Crescent Heights High School is a high school with an enrollment of 1934 students in grades 10–12 in Calgary, Alberta, Canada. The school is part of the Calgary Board of Education's public school system.

==History==
In 1915, Crescent Heights High School was called Crescent Heights Collegiate Institute, and was located in what is now Balmoral School. By 1919, enrollment at Crescent Heights High School was 980 students. The current building was erected in 1928 for a cost of $275,000. It was extensively renovated in 1985–86, with a second full-size gymnasium added, and the original gymnasium converted into a student center. The basement lunch room was converted into a theater and a Building shop was later turned into a Dance room.

The school is a member of the Action for Bright TUTTA Society.

==Notable staff==
- The first principal of Crescent Heights from 1915 to 1935 was William Aberhart, Premier of Alberta 1935-1943.
::::::::
§ **Exercise**:
Reproduce the stretch of the Crescent Heights High School text from "Crescent Heights High School is" through "public school system.".

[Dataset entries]
::::::::
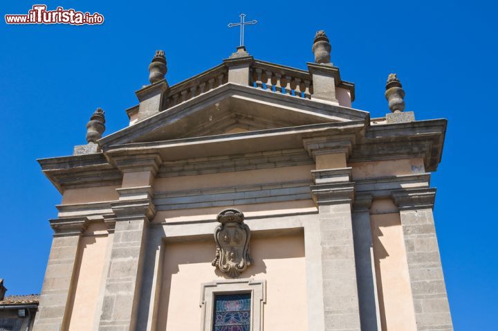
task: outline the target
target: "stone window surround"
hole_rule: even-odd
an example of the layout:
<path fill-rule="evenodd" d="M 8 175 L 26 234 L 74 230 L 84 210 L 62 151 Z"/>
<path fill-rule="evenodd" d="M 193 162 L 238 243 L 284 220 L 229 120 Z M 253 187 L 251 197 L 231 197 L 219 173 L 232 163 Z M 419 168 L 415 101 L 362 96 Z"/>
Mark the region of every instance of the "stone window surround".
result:
<path fill-rule="evenodd" d="M 201 331 L 212 331 L 213 303 L 216 294 L 251 294 L 251 331 L 263 331 L 263 305 L 266 303 L 266 280 L 252 278 L 214 280 L 202 284 Z"/>

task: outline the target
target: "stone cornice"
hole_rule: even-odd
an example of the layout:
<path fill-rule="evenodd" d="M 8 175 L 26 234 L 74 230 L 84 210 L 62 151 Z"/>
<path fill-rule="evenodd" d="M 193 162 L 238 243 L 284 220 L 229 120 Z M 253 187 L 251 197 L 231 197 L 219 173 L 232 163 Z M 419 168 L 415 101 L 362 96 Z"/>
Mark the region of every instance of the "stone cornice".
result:
<path fill-rule="evenodd" d="M 223 59 L 223 64 L 230 68 L 230 66 L 250 64 L 252 63 L 252 61 L 254 61 L 254 57 L 251 55 L 241 56 Z"/>
<path fill-rule="evenodd" d="M 114 151 L 107 153 L 107 156 L 123 173 L 150 171 L 154 176 L 156 176 L 163 163 L 159 154 L 153 152 L 128 155 L 126 153 Z"/>
<path fill-rule="evenodd" d="M 110 201 L 84 204 L 58 204 L 59 218 L 88 217 L 113 214 Z"/>
<path fill-rule="evenodd" d="M 317 206 L 353 202 L 351 168 L 312 170 L 311 174 L 315 183 L 310 186 L 311 197 Z"/>
<path fill-rule="evenodd" d="M 244 98 L 248 102 L 252 99 L 254 99 L 254 102 L 264 100 L 265 102 L 273 104 L 275 107 L 302 109 L 302 112 L 306 111 L 311 116 L 321 117 L 322 120 L 326 118 L 329 118 L 330 122 L 368 119 L 367 122 L 369 123 L 369 114 L 365 111 L 338 105 L 325 105 L 304 98 L 290 98 L 282 93 L 270 93 L 261 89 L 229 82 L 169 108 L 167 111 L 161 111 L 133 125 L 103 137 L 98 141 L 99 145 L 106 150 L 112 145 L 136 142 L 145 134 L 159 129 L 167 130 L 167 126 L 174 125 L 181 118 L 186 118 L 190 114 L 205 109 L 210 105 L 235 96 Z"/>
<path fill-rule="evenodd" d="M 42 170 L 61 193 L 66 189 L 120 185 L 122 175 L 102 153 L 41 159 Z"/>
<path fill-rule="evenodd" d="M 308 180 L 304 180 L 160 192 L 154 196 L 154 202 L 158 211 L 169 211 L 309 200 L 310 184 Z"/>
<path fill-rule="evenodd" d="M 430 185 L 429 173 L 355 179 L 357 194 L 370 194 L 374 198 L 391 197 L 393 192 L 400 189 L 425 189 L 429 188 Z"/>
<path fill-rule="evenodd" d="M 111 207 L 116 215 L 116 220 L 127 220 L 145 217 L 151 221 L 156 215 L 156 206 L 152 199 L 154 190 L 151 186 L 118 188 L 118 201 L 111 202 Z"/>
<path fill-rule="evenodd" d="M 333 66 L 327 66 L 318 63 L 306 62 L 310 75 L 313 73 L 329 74 L 334 78 L 335 86 L 349 91 L 351 102 L 355 100 L 354 83 L 341 80 L 339 68 Z"/>
<path fill-rule="evenodd" d="M 434 208 L 436 188 L 406 188 L 392 193 L 392 199 L 400 211 Z"/>
<path fill-rule="evenodd" d="M 165 161 L 158 177 L 230 172 L 314 164 L 303 148 Z"/>
<path fill-rule="evenodd" d="M 142 89 L 136 91 L 135 94 L 136 95 L 138 100 L 142 101 L 145 99 L 149 98 L 151 94 L 156 94 L 158 93 L 164 93 L 169 89 L 168 84 L 165 79 L 156 82 L 150 85 L 147 85 Z"/>
<path fill-rule="evenodd" d="M 116 221 L 147 218 L 151 221 L 156 215 L 156 207 L 151 199 L 119 200 L 111 203 Z"/>
<path fill-rule="evenodd" d="M 331 183 L 312 185 L 311 196 L 317 206 L 342 204 L 353 202 L 353 183 Z"/>
<path fill-rule="evenodd" d="M 369 212 L 373 198 L 372 195 L 370 193 L 356 193 L 353 204 L 353 211 Z"/>
<path fill-rule="evenodd" d="M 80 235 L 89 223 L 86 217 L 75 217 L 50 220 L 50 224 L 54 231 L 54 237 Z"/>
<path fill-rule="evenodd" d="M 334 134 L 304 138 L 303 145 L 313 159 L 317 155 L 335 153 L 344 153 L 348 159 L 356 141 L 354 134 Z"/>
<path fill-rule="evenodd" d="M 427 171 L 435 171 L 443 153 L 447 120 L 436 119 L 369 126 L 349 162 L 422 157 Z"/>

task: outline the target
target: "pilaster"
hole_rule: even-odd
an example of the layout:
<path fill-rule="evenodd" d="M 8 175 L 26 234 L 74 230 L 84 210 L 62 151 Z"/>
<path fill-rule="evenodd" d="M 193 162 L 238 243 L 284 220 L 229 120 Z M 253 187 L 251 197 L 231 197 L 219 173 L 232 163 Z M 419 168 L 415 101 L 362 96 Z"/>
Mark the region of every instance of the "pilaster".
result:
<path fill-rule="evenodd" d="M 311 99 L 319 99 L 339 105 L 335 96 L 335 82 L 340 81 L 339 69 L 331 64 L 308 63 L 308 70 L 313 80 L 313 93 Z"/>
<path fill-rule="evenodd" d="M 353 206 L 353 236 L 362 331 L 381 330 L 370 224 L 372 198 L 370 193 L 356 194 Z"/>
<path fill-rule="evenodd" d="M 136 330 L 149 222 L 156 210 L 151 184 L 160 165 L 156 154 L 113 158 L 123 172 L 119 199 L 111 203 L 114 237 L 99 330 Z"/>
<path fill-rule="evenodd" d="M 68 323 L 80 238 L 88 225 L 86 217 L 52 220 L 52 241 L 38 312 L 33 330 L 59 331 Z"/>
<path fill-rule="evenodd" d="M 324 330 L 360 330 L 353 238 L 351 168 L 346 162 L 353 136 L 304 139 L 315 161 L 311 196 L 318 208 Z"/>
<path fill-rule="evenodd" d="M 417 330 L 452 330 L 432 208 L 436 190 L 392 193 L 400 210 Z"/>
<path fill-rule="evenodd" d="M 249 69 L 253 60 L 243 46 L 237 47 L 236 53 L 223 60 L 225 64 L 228 66 L 228 82 L 248 86 Z"/>

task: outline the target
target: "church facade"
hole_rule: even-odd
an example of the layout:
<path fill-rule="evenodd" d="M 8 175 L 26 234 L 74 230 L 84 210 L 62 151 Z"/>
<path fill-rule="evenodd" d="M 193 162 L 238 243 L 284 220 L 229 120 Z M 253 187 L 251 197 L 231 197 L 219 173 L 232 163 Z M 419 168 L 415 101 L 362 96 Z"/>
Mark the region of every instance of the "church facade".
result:
<path fill-rule="evenodd" d="M 301 70 L 243 46 L 169 86 L 164 52 L 129 126 L 39 160 L 59 190 L 34 330 L 450 330 L 430 172 L 447 122 L 351 107 L 319 31 Z"/>

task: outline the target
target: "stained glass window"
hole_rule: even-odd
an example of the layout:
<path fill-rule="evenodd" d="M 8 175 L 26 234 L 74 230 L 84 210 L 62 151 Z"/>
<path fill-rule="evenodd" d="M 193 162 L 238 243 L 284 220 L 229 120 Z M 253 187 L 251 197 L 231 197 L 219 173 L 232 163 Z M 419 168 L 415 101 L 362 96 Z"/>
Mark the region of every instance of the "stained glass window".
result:
<path fill-rule="evenodd" d="M 250 331 L 250 293 L 214 296 L 214 331 Z"/>

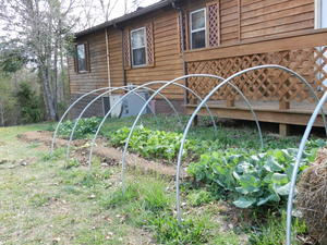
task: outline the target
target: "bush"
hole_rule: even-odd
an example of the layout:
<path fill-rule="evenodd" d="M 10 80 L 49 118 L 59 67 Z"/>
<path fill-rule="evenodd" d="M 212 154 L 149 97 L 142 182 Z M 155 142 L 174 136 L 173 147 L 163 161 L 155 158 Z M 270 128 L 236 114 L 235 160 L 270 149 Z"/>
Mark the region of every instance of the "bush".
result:
<path fill-rule="evenodd" d="M 29 84 L 21 83 L 16 91 L 21 118 L 23 123 L 36 123 L 44 119 L 43 101 L 39 96 L 35 96 Z"/>
<path fill-rule="evenodd" d="M 130 128 L 122 127 L 111 134 L 109 140 L 112 146 L 124 146 Z M 172 160 L 177 157 L 182 134 L 165 131 L 152 131 L 144 126 L 134 130 L 130 139 L 130 148 L 146 158 L 160 158 Z M 195 147 L 194 140 L 186 140 L 184 155 L 191 152 Z"/>
<path fill-rule="evenodd" d="M 289 194 L 295 155 L 296 149 L 258 155 L 242 149 L 215 151 L 202 155 L 198 162 L 189 166 L 187 172 L 211 189 L 229 194 L 239 208 L 277 207 Z M 300 171 L 314 156 L 315 150 L 305 154 Z"/>
<path fill-rule="evenodd" d="M 101 119 L 99 118 L 81 119 L 76 125 L 74 138 L 83 138 L 89 134 L 95 134 L 100 122 Z M 68 120 L 63 122 L 59 127 L 58 134 L 64 137 L 69 137 L 71 135 L 74 124 L 75 120 Z"/>

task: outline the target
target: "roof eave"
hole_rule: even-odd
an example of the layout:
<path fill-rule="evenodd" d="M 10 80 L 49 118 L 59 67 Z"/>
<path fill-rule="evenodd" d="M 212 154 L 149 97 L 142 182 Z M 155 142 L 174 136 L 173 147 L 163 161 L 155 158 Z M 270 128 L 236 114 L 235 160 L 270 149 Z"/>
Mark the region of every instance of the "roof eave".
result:
<path fill-rule="evenodd" d="M 90 27 L 88 29 L 84 29 L 82 32 L 78 32 L 78 33 L 75 34 L 75 38 L 82 37 L 84 35 L 88 35 L 88 34 L 92 34 L 92 33 L 95 33 L 95 32 L 104 29 L 104 28 L 108 28 L 110 26 L 114 26 L 114 25 L 121 24 L 121 23 L 130 21 L 130 20 L 132 20 L 134 17 L 138 17 L 141 15 L 144 15 L 144 14 L 150 13 L 153 11 L 162 9 L 165 7 L 170 5 L 172 2 L 175 2 L 175 1 L 178 1 L 178 0 L 165 0 L 165 1 L 157 2 L 155 4 L 146 7 L 146 8 L 141 9 L 138 11 L 134 11 L 134 12 L 132 12 L 130 14 L 125 14 L 125 15 L 123 15 L 121 17 L 118 17 L 118 19 L 114 19 L 112 21 L 108 21 L 108 22 L 101 23 L 99 25 L 96 25 L 94 27 Z"/>

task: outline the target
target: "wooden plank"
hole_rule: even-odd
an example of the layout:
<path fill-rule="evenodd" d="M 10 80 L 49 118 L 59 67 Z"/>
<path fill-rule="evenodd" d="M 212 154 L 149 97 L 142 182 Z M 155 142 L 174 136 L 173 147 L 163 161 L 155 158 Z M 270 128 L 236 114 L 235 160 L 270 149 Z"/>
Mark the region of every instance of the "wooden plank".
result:
<path fill-rule="evenodd" d="M 214 60 L 228 57 L 249 56 L 272 51 L 294 50 L 327 45 L 327 29 L 294 32 L 292 35 L 276 35 L 271 38 L 257 38 L 235 45 L 218 48 L 187 50 L 184 53 L 186 62 Z"/>
<path fill-rule="evenodd" d="M 264 14 L 264 15 L 259 15 L 259 16 L 251 16 L 249 19 L 245 19 L 242 15 L 241 25 L 247 26 L 247 25 L 253 25 L 253 24 L 263 23 L 263 22 L 268 23 L 274 20 L 292 16 L 292 15 L 298 15 L 298 14 L 302 14 L 302 13 L 312 13 L 313 14 L 314 5 L 310 3 L 306 5 L 300 5 L 300 7 L 292 8 L 292 9 L 281 10 L 281 11 L 272 12 L 269 14 Z"/>
<path fill-rule="evenodd" d="M 196 105 L 186 105 L 186 113 L 193 113 Z M 209 106 L 209 109 L 214 115 L 226 119 L 237 119 L 237 120 L 250 120 L 254 121 L 250 110 L 245 108 L 222 108 L 222 107 L 213 107 Z M 202 108 L 199 115 L 208 115 L 207 110 Z M 271 123 L 283 123 L 291 125 L 306 125 L 311 113 L 308 112 L 299 112 L 299 111 L 280 111 L 280 110 L 259 110 L 255 109 L 255 113 L 259 121 L 262 122 L 271 122 Z M 319 115 L 314 124 L 315 126 L 324 126 L 322 117 Z"/>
::::::::
§ **Exercise solution**:
Crescent Heights High School is a high school with an enrollment of 1934 students in grades 10–12 in Calgary, Alberta, Canada. The school is part of the Calgary Board of Education's public school system.